JOB: Make an exact copy of the lines below.

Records
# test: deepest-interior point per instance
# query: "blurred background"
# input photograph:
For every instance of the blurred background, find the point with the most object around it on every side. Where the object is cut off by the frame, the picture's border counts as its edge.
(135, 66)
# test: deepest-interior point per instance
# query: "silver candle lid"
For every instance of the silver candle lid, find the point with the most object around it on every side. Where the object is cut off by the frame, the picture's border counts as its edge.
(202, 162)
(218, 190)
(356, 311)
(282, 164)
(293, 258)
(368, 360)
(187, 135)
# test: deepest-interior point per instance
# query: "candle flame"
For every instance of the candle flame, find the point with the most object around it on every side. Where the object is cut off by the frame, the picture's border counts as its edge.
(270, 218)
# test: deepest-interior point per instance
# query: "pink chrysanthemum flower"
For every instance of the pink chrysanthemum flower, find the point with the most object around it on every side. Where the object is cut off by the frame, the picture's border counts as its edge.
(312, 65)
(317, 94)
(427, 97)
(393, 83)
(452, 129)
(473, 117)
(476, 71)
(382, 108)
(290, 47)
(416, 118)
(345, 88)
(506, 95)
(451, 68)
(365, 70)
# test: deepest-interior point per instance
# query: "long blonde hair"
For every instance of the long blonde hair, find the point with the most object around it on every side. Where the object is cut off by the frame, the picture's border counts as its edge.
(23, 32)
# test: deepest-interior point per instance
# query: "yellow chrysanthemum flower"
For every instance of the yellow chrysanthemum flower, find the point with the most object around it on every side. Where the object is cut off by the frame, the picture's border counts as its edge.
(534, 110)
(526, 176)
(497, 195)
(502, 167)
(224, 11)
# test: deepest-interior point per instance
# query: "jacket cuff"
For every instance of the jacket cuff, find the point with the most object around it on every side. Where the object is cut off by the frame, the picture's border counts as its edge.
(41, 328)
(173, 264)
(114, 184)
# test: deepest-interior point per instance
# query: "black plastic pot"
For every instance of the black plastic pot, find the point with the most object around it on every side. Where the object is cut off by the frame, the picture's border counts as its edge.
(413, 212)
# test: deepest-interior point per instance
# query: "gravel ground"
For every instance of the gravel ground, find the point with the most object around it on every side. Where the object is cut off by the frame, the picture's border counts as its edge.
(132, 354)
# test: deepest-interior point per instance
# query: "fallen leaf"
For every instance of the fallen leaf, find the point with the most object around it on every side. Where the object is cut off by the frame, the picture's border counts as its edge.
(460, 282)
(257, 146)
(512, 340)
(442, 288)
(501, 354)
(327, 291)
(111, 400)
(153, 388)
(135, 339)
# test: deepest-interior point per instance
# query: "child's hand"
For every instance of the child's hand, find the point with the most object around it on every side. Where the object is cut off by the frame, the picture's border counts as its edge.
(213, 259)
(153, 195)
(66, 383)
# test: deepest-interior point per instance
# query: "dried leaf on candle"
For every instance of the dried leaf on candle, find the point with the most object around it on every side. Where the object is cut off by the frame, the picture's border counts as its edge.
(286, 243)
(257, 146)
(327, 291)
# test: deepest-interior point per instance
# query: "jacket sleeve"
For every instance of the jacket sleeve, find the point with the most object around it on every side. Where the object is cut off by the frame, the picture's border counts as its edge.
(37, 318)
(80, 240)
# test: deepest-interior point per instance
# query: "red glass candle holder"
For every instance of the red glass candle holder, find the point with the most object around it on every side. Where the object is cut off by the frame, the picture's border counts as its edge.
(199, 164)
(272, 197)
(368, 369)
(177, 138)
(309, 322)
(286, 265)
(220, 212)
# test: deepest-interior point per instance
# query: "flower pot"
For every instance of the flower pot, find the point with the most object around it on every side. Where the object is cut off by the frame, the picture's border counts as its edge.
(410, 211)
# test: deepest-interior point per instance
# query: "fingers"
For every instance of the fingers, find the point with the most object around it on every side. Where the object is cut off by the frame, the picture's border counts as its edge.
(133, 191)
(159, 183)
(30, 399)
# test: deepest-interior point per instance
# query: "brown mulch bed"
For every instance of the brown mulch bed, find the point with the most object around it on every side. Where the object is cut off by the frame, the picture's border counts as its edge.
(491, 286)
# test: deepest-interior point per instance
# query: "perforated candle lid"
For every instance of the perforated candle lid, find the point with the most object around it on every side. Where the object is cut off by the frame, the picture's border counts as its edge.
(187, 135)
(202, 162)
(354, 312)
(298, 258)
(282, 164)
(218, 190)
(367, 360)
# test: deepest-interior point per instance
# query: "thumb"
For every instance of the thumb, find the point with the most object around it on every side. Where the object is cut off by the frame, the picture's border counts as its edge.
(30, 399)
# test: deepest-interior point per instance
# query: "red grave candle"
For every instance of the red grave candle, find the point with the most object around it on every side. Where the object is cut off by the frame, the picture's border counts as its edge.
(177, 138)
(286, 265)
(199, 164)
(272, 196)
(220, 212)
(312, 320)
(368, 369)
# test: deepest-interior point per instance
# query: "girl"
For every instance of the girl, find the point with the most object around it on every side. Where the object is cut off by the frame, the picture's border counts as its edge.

RESPONSE:
# test: deepest-interior point per instance
# query: "blurred background"
# input photograph:
For every instance of the blurred background, find the point with the most object around it on every side. Where the object is cut off by the frame, the picture's border counts as its edge.
(135, 66)
# test: deepest-interior point per instance
# query: "silver candle lid"
For every instance of the silver candle lid, find the point with the most object around it on every side. Where the object is cut off by the frame, the picture's border counts as its edge.
(202, 162)
(218, 190)
(356, 311)
(282, 164)
(293, 258)
(368, 360)
(187, 135)
# test: deepest-interior point per instance
# query: "candle flame"
For every instance of the candle flame, find the point with the most object around it on every side. Where the object is cut off by the frame, the picture's border counts as its edge.
(270, 218)
# test: deepest-interior point per instance
# query: "pink chrysanthemum flower"
For every instance of the pink chrysanthemum flower, find the point with the most object around it on every side. Where the object is cut off by the frame, the picture's border counts as its edge.
(312, 65)
(317, 94)
(427, 97)
(393, 83)
(452, 129)
(473, 117)
(476, 71)
(382, 108)
(290, 47)
(416, 118)
(345, 88)
(506, 95)
(451, 68)
(365, 70)
# test: deepest-interior point per instance
# query: "long blonde hair"
For every instance of the long blonde hair, find the point with the most object around it on every side. Where the object is cut off by the frame, the picture's border counts as its edge.
(23, 32)
# test: deepest-interior point per instance
# query: "yellow chrysanthemum flower"
For every instance of the yellow chrysanthemum flower, find the point with the most object around it on every side. Where the object is cut off by the frame, the picture's border counts as its edge.
(534, 110)
(526, 176)
(497, 195)
(502, 167)
(224, 11)
# test: deepest-interior point per instance
# query: "jacket cuff"
For every instance of the jacket cuff, find the point with the most object around it on every side. Where the object is cut off by the frame, the picture's border counts as its edge.
(41, 328)
(173, 264)
(114, 184)
# test: deepest-interior point per instance
# query: "black plastic pot"
For every instance of the black plastic pot, find the point with the most object around it on every side. Where the object is cut off by the frame, the picture's border counts as its edge.
(413, 212)
# test: deepest-interior point per instance
# query: "gravel ground"
For every instance of the gravel ground, find the point with the most object around it on every side. Where the object is cut off by the frame, the picture's border counts as its edge.
(132, 354)
# test: deepest-interior point per instance
# query: "fallen leaf"
For every instance of the fallen leaf, find the point with the most object around it on every side. Where the object is cut off by the frame, the picture's border counts as its edge.
(460, 282)
(257, 146)
(512, 340)
(442, 288)
(501, 354)
(327, 291)
(111, 400)
(153, 388)
(135, 339)
# test: deepest-interior point per instance
# query: "child's hand"
For every instance of the child's hand, find the point with the most object around it on every side. Where the object is cut off by the frame, the picture's border counts as its edge.
(213, 259)
(153, 195)
(66, 383)
# test: deepest-interior point per instance
# query: "dried leaf on candle"
For every instance of the dried leaf on candle, find the point with the most object around it on every side. Where the object is cut off by the frame, the picture's border counts as its edge.
(286, 243)
(257, 146)
(327, 291)
# test: deepest-interior point per instance
# query: "jacket sleeve"
For every instance of the jacket sleeve, find the point with the most object around it on every side. Where the object is cut off by the frame, the picture's border counts as its edge.
(37, 318)
(80, 240)
# test: deepest-interior point per instance
# query: "red glass candle holder"
For every instance of the red glass candle holder, find the point with the most object around it on every side. Where the object is cut off by the frame, the picture's border counts as its edge.
(199, 164)
(272, 197)
(368, 369)
(177, 138)
(309, 322)
(286, 265)
(220, 212)
# test: deepest-interior point per instance
# query: "flower pot"
For every instance of the flower pot, find the point with the most object around it on every side. Where the object is cut off by the frame, the picture's border counts as its edge.
(410, 211)
# test: deepest-interior point per instance
# query: "fingers"
For every instance of the fingers, find the point with the most object around it on every side. Where the object is cut off by the frame, the picture's border counts as its edge.
(133, 191)
(159, 183)
(30, 399)
# test: deepest-interior point per instance
# query: "brown mulch bed"
For every instance of the brown mulch bed, find the point with the most object around it on every side. Where the object is cut off by the frame, the picture's border counts as its edge.
(491, 286)
# test: deepest-interior point per instance
# query: "perforated candle lid"
For every instance of the perforated candle lid, find the point with the most object around it on every side. Where the object is cut off by the frame, the picture's border counts as its edge.
(187, 135)
(202, 162)
(354, 312)
(298, 258)
(282, 164)
(218, 190)
(367, 360)
# test: deepest-interior point per instance
# query: "thumb"
For every instance of the thumb, find the point with the most object around it on every side. Where the object is cut off by the frame, the picture's border counts as its edge.
(30, 399)
# test: deepest-interior point per instance
# query: "red grave candle"
For every instance of the red grave candle, find the point with the most object around it on every side. Where the object is cut off by the frame, the picture's border counts as its edge.
(177, 138)
(286, 265)
(199, 164)
(272, 196)
(220, 212)
(312, 320)
(368, 369)
# test: deepest-interior point per instance
# query: "girl"
For every instance of the girl, find the point with the most object around it on every side. Where the object is cut off by the frame, the picture's border counts as its edge.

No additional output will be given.